> _WRITTEN REQUEST 1_:
In the excerpted passage on coliving costs below, how often is the basic cleaning that is almost always included done?

===== EXCERPTED PASSAGE =====

Chiang Mai, Thailand

ExpenseDIYColiving (Alt Coliving)
Studio apartment300-500 EUR
Coworking membership80-150 EUR
Utilities40-80 EUR
WiFi15-25 EUR
Cleaning30-50 EUR
Coliving all-in500-900 EUR
Total465-805 EUR500-900 EUR

Javea, Spain

ExpenseDIYColiving (Sun and Co.)
Room/apartment600-1,000 EUR
Coworking membership150-200 EUR
Utilities80-120 EUR
WiFi30-40 EUR
Cleaning80-100 EUR
Coliving all-in900-1,800 EUR
Total940-1,460 EUR900-1,800 EUR

The pattern: in expensive cities, coliving saves money. In cheap cities, it costs about the same. But in both cases, coliving eliminates the setup time (finding an apartment, signing a lease, buying supplies, finding a coworking space) — which is worth weeks of hassle in unfamiliar countries.

And none of this accounts for community. There’s no line item in the DIY column for “instant social circle of interesting people.” You’d have to price that yourself, but if you’ve ever spent a lonely month in an Airbnb, you know it’s not worth zero.

What’s included (and what’s not)

Every coliving includes different things. Here’s what’s typical:

Almost always included

  • Furnished private room
  • WiFi
  • Utilities (electricity, water, gas)
  • Access to shared kitchen
  • Access to shared living areas
  • Basic cleaning (weekly or bi-weekly)

Usually included

  • Coworking space with desks
  • Community events (dinners, excursions, skill shares)

===== ENTRIES PROVIDED =====

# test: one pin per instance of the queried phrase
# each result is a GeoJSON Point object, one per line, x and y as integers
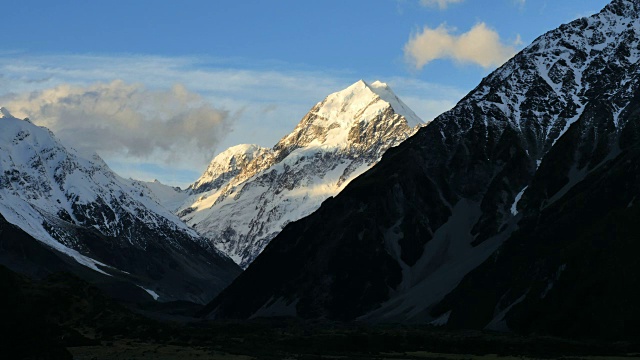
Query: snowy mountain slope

=====
===== ENTRIES PROVIDED =====

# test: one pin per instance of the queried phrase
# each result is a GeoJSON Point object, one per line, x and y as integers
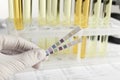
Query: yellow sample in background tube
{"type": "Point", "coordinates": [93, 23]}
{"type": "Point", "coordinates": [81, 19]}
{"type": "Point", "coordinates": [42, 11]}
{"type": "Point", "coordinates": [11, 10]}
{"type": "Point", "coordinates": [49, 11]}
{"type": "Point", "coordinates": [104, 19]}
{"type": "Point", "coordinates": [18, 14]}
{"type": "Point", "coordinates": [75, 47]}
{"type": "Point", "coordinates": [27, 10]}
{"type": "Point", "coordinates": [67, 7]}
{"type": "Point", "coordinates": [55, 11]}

=====
===== ENTRIES PROVIDED =====

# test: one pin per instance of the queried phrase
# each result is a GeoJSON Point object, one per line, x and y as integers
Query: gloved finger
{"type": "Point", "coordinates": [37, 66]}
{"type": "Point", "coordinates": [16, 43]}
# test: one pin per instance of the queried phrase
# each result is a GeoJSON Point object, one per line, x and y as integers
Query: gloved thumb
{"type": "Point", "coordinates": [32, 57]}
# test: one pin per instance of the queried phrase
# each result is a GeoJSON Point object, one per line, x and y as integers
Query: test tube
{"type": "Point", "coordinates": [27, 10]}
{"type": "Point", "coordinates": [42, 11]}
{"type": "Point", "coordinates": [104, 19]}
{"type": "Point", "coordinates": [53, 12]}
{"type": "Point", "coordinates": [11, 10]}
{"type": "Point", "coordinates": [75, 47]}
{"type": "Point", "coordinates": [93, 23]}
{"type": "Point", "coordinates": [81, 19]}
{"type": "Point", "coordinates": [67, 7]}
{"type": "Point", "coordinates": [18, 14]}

=====

> _WRITTEN REQUEST 2_:
Show every line of the rows above that contains the string "tube", copying each such line in full. Case counts.

> _WRITTEN ANSWER 1_:
Weekly or bi-weekly.

> _WRITTEN ANSWER 2_:
Query: yellow sample in background tube
Query: test tube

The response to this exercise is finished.